Please quote only the lines that start at the one with "spot the blue anther" and go on to the last line of the data, both ends kept.

Entries taken from a collection
start
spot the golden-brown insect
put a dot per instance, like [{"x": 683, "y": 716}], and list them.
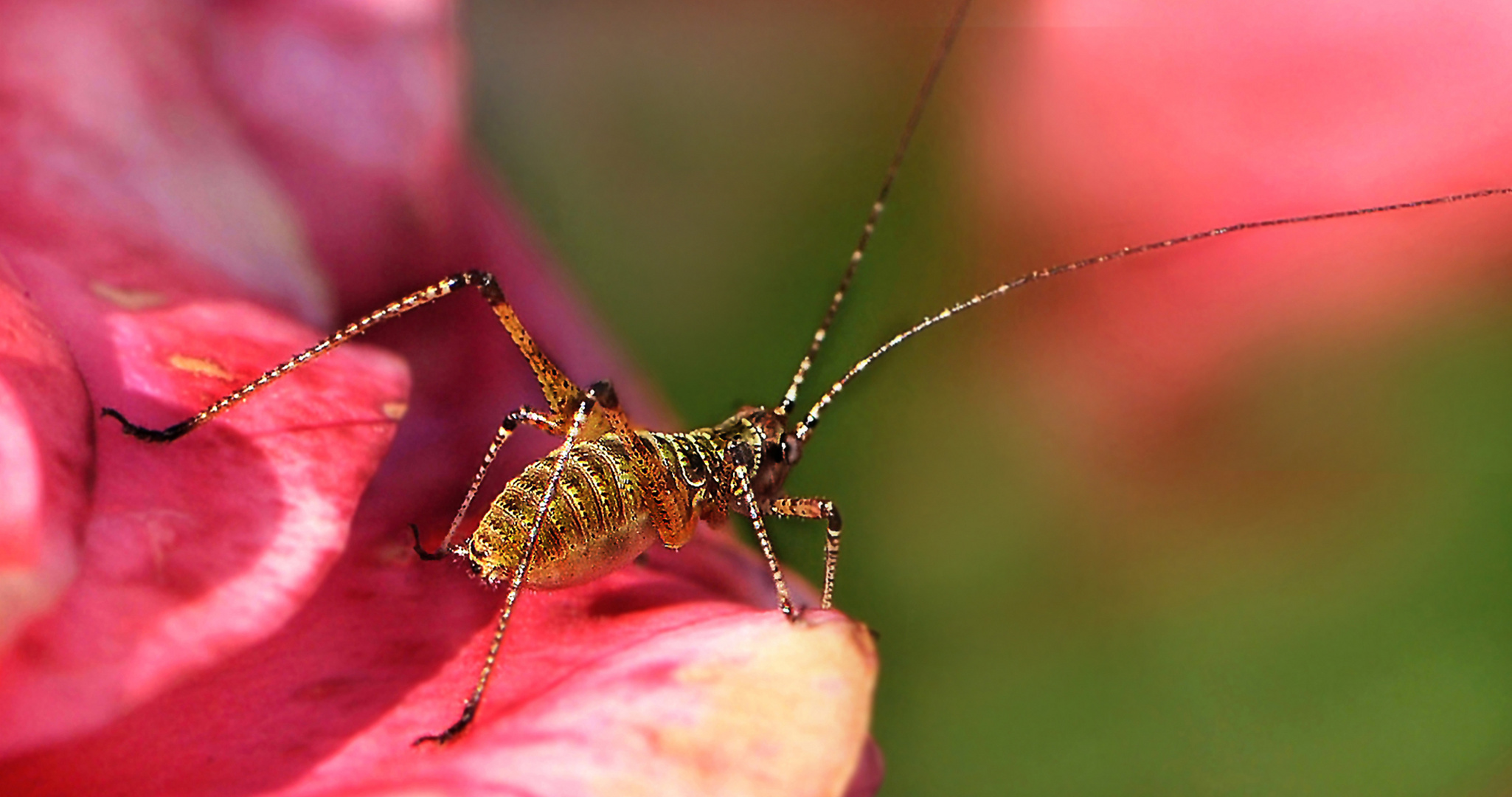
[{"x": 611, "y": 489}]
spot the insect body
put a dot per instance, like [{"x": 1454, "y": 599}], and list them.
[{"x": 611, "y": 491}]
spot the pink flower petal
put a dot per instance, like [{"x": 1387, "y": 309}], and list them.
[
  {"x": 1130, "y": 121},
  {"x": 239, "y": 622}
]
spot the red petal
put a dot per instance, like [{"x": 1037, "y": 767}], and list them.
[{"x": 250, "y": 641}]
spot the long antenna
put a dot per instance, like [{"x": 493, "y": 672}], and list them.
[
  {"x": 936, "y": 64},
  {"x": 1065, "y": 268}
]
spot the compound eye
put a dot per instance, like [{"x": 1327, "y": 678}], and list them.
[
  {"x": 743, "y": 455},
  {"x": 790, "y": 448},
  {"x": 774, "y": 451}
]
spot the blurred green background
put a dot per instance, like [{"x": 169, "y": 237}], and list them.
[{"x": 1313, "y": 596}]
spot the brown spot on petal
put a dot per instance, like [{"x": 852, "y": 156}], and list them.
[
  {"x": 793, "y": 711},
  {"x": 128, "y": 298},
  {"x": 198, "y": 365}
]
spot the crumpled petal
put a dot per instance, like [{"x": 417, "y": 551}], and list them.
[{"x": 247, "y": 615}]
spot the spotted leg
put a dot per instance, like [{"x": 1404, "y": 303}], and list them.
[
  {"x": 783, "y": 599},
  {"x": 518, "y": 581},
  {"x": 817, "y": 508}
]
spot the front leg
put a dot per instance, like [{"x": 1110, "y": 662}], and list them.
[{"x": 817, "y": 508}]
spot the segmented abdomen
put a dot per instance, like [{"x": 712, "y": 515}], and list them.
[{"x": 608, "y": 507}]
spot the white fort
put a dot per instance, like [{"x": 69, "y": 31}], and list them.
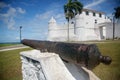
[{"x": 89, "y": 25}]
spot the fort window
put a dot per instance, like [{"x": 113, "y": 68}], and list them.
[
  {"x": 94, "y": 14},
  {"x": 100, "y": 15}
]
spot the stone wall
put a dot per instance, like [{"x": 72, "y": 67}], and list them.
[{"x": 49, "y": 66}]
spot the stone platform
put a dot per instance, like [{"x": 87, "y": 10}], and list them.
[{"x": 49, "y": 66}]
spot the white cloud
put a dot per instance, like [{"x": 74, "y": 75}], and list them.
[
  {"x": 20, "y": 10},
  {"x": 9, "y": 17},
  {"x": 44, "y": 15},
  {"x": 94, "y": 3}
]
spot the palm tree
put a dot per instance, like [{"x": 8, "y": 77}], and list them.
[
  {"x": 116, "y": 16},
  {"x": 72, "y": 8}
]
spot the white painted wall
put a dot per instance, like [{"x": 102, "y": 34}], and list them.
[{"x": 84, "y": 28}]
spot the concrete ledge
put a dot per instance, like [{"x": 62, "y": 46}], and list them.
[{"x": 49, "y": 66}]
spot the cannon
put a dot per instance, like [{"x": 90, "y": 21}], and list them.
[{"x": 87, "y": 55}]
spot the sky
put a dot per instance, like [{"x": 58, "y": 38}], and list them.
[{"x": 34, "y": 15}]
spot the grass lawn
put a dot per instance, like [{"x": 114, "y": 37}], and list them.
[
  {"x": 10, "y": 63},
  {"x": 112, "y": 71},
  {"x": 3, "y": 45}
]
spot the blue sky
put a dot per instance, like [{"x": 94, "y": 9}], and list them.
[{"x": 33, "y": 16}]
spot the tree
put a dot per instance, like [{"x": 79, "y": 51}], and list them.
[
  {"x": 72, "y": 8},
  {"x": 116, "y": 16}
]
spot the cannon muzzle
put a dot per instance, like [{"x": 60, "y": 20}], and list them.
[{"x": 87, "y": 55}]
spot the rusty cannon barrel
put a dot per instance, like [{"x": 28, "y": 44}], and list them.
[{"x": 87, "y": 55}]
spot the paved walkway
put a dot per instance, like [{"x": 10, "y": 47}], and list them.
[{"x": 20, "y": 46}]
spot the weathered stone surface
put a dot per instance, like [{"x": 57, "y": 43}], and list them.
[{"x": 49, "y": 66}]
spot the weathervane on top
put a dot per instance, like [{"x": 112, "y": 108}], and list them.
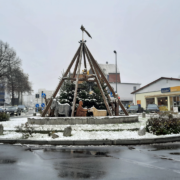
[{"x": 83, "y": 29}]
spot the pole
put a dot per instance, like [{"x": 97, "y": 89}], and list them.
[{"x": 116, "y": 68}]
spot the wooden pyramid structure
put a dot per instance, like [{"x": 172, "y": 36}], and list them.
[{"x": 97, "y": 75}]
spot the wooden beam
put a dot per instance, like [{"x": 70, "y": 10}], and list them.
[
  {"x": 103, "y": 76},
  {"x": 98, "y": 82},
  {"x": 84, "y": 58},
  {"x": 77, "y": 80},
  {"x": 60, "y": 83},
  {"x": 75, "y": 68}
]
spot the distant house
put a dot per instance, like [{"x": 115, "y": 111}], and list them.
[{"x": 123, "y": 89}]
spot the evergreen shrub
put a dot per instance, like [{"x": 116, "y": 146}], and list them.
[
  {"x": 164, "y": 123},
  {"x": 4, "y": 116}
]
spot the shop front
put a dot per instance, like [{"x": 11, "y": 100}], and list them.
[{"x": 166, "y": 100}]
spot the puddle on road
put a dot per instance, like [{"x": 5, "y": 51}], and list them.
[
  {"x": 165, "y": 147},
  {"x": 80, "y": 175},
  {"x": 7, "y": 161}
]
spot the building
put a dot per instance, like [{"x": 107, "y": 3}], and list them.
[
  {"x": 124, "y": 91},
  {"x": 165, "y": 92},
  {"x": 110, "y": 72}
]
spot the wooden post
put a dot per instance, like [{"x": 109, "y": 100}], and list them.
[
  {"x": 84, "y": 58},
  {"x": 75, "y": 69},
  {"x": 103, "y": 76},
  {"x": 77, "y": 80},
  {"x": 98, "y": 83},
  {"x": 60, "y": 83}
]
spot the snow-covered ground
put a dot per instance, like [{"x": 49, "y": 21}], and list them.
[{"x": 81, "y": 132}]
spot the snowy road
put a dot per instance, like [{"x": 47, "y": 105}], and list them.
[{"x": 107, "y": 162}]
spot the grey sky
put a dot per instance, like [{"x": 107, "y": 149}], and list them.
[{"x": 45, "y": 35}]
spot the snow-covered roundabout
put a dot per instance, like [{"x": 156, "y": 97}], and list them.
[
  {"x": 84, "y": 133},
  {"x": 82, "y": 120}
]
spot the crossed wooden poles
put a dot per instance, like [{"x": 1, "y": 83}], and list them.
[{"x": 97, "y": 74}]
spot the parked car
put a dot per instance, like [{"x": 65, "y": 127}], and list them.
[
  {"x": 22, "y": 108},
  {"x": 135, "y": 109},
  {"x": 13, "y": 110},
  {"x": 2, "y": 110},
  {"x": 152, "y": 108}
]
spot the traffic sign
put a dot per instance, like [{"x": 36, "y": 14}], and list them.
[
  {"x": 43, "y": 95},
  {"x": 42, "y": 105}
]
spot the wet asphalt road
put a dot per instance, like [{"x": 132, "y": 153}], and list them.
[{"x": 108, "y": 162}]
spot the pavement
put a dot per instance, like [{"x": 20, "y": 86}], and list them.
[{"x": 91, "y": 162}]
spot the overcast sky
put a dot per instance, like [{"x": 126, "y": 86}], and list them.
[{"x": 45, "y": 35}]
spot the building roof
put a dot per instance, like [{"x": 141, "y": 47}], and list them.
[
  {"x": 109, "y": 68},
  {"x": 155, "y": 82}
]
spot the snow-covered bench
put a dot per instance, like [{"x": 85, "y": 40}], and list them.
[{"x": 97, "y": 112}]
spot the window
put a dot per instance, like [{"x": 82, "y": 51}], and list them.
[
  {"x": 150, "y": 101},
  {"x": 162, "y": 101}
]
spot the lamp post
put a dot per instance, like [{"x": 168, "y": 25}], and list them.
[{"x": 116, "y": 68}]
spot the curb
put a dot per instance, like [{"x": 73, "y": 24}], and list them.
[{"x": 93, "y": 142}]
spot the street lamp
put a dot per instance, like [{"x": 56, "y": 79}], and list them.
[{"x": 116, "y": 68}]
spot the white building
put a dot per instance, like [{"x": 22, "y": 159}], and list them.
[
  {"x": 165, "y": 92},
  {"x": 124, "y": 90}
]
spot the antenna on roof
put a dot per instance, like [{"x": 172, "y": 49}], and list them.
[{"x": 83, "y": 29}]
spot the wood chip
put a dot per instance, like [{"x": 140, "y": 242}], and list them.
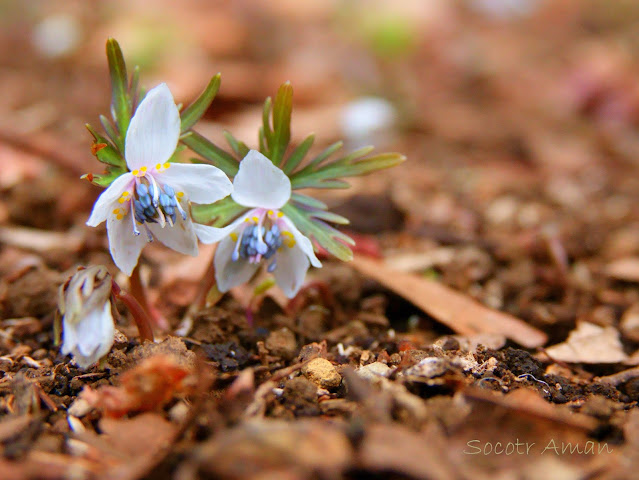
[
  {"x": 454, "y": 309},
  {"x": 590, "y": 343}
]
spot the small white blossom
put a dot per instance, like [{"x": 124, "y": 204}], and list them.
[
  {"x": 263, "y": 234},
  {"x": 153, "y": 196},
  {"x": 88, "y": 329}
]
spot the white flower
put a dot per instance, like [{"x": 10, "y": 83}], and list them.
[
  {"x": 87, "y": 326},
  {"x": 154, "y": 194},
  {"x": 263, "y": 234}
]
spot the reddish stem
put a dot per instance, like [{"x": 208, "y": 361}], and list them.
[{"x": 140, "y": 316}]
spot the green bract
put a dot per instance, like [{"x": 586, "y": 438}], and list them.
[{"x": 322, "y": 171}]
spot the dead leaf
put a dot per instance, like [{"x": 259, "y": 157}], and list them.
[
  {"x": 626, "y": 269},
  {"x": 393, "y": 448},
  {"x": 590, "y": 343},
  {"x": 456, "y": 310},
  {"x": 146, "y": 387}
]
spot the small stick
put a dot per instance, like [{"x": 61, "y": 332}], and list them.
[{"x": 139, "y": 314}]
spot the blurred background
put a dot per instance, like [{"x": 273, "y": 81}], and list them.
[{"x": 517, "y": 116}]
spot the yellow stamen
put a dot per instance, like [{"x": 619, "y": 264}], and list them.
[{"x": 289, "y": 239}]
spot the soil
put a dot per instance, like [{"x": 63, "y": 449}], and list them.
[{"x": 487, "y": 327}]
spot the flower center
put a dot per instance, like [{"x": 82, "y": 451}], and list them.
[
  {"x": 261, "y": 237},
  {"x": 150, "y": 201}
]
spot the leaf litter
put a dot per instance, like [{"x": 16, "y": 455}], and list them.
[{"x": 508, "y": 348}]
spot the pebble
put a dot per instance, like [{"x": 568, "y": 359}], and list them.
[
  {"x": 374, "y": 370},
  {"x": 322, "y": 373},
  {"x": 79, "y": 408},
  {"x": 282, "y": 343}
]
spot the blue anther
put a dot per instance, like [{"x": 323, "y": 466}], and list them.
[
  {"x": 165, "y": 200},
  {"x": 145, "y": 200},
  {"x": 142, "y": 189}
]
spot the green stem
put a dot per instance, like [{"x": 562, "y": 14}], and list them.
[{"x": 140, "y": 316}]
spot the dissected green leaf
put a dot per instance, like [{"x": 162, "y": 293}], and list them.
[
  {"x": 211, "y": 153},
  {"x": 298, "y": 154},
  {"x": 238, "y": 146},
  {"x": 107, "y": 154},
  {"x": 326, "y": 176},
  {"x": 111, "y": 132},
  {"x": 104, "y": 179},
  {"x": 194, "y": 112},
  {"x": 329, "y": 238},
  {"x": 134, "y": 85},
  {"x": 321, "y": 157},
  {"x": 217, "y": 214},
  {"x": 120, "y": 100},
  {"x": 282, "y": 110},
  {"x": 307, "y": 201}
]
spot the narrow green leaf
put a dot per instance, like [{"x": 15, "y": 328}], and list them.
end
Correct answer =>
spot the blue anther
put a dot per instance, like [{"x": 323, "y": 466}], and list them.
[
  {"x": 165, "y": 200},
  {"x": 145, "y": 200},
  {"x": 142, "y": 189}
]
spot the green stem
put a dot per instance, like [{"x": 562, "y": 14}], and list them.
[{"x": 140, "y": 316}]
spot the dissected green leaf
put a dot per instance, like [{"x": 162, "y": 293}], and list them.
[
  {"x": 211, "y": 153},
  {"x": 298, "y": 154},
  {"x": 238, "y": 146},
  {"x": 107, "y": 154},
  {"x": 326, "y": 176},
  {"x": 111, "y": 132},
  {"x": 104, "y": 179},
  {"x": 194, "y": 112},
  {"x": 329, "y": 238},
  {"x": 134, "y": 85},
  {"x": 321, "y": 157},
  {"x": 217, "y": 214},
  {"x": 120, "y": 100},
  {"x": 282, "y": 110},
  {"x": 307, "y": 201}
]
spot the narrow green leaf
put a dot per instance, like [{"x": 15, "y": 328}], and list them.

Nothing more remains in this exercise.